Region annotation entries
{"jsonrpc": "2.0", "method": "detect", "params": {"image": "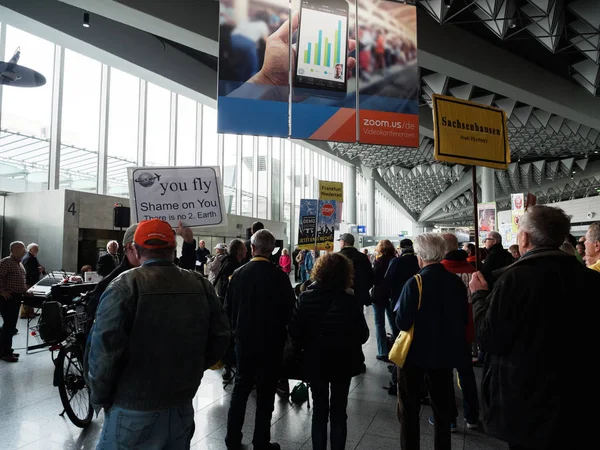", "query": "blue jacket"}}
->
[396,264,468,369]
[88,260,230,411]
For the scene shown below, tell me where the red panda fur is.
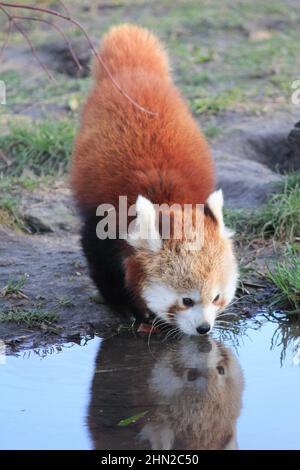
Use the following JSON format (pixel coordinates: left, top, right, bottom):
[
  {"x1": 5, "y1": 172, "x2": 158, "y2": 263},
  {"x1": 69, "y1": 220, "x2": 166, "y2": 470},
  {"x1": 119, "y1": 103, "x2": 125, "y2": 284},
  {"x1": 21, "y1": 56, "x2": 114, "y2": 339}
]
[
  {"x1": 71, "y1": 25, "x2": 215, "y2": 210},
  {"x1": 71, "y1": 25, "x2": 215, "y2": 319}
]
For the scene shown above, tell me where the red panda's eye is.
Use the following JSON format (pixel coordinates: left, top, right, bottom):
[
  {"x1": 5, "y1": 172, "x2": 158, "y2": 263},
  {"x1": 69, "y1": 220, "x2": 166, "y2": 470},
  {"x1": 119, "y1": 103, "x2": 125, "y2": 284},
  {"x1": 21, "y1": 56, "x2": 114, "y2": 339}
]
[{"x1": 182, "y1": 297, "x2": 194, "y2": 307}]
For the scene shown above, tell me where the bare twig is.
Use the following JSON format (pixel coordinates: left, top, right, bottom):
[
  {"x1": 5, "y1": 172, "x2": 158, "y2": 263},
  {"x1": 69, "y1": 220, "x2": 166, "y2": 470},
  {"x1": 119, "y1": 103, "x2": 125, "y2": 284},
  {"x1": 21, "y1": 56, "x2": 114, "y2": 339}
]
[{"x1": 0, "y1": 1, "x2": 157, "y2": 116}]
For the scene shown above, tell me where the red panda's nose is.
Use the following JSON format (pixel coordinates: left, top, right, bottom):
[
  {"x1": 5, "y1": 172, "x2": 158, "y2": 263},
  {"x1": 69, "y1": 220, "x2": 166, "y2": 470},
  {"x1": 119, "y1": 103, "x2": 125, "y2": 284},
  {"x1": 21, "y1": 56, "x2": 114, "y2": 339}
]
[{"x1": 196, "y1": 322, "x2": 210, "y2": 335}]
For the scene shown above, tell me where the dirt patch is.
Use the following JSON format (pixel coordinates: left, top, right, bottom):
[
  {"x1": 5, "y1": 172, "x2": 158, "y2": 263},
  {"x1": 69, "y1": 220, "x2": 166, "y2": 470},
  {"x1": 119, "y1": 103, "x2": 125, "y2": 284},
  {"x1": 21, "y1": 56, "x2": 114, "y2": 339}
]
[
  {"x1": 0, "y1": 228, "x2": 121, "y2": 348},
  {"x1": 37, "y1": 38, "x2": 92, "y2": 78},
  {"x1": 212, "y1": 114, "x2": 300, "y2": 208}
]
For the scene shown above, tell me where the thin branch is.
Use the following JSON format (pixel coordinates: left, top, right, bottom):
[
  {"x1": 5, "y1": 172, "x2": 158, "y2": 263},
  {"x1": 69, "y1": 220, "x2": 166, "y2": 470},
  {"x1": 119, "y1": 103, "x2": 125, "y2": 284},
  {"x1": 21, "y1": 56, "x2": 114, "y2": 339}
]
[
  {"x1": 0, "y1": 3, "x2": 55, "y2": 80},
  {"x1": 14, "y1": 15, "x2": 82, "y2": 70},
  {"x1": 0, "y1": 14, "x2": 12, "y2": 59},
  {"x1": 0, "y1": 2, "x2": 158, "y2": 116}
]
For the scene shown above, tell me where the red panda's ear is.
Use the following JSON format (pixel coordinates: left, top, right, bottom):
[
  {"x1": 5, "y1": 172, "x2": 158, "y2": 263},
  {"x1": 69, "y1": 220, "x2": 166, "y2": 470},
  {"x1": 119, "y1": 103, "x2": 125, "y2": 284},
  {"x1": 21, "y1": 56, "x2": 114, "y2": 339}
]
[
  {"x1": 127, "y1": 196, "x2": 162, "y2": 251},
  {"x1": 206, "y1": 189, "x2": 234, "y2": 238}
]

# Aim of the task:
Can you rewrite the data from the line containing "panda's ear is." through the end as a JSON list of strings, one string for each line, leaving out blank lines?

# Complete output:
[
  "For the scene shown above, tell me where the red panda's ear is.",
  "Use the following JSON format (pixel coordinates: left, top, right, bottom):",
  "[",
  "  {\"x1\": 5, \"y1\": 172, \"x2\": 158, \"y2\": 263},",
  "  {\"x1\": 69, \"y1\": 220, \"x2\": 166, \"y2\": 470},",
  "  {\"x1\": 119, \"y1\": 103, \"x2\": 125, \"y2\": 284},",
  "  {\"x1\": 21, \"y1\": 56, \"x2\": 114, \"y2\": 339}",
  "]",
  "[",
  "  {\"x1\": 127, \"y1\": 196, \"x2\": 162, \"y2\": 251},",
  "  {\"x1\": 206, \"y1\": 189, \"x2\": 234, \"y2\": 238}",
  "]"
]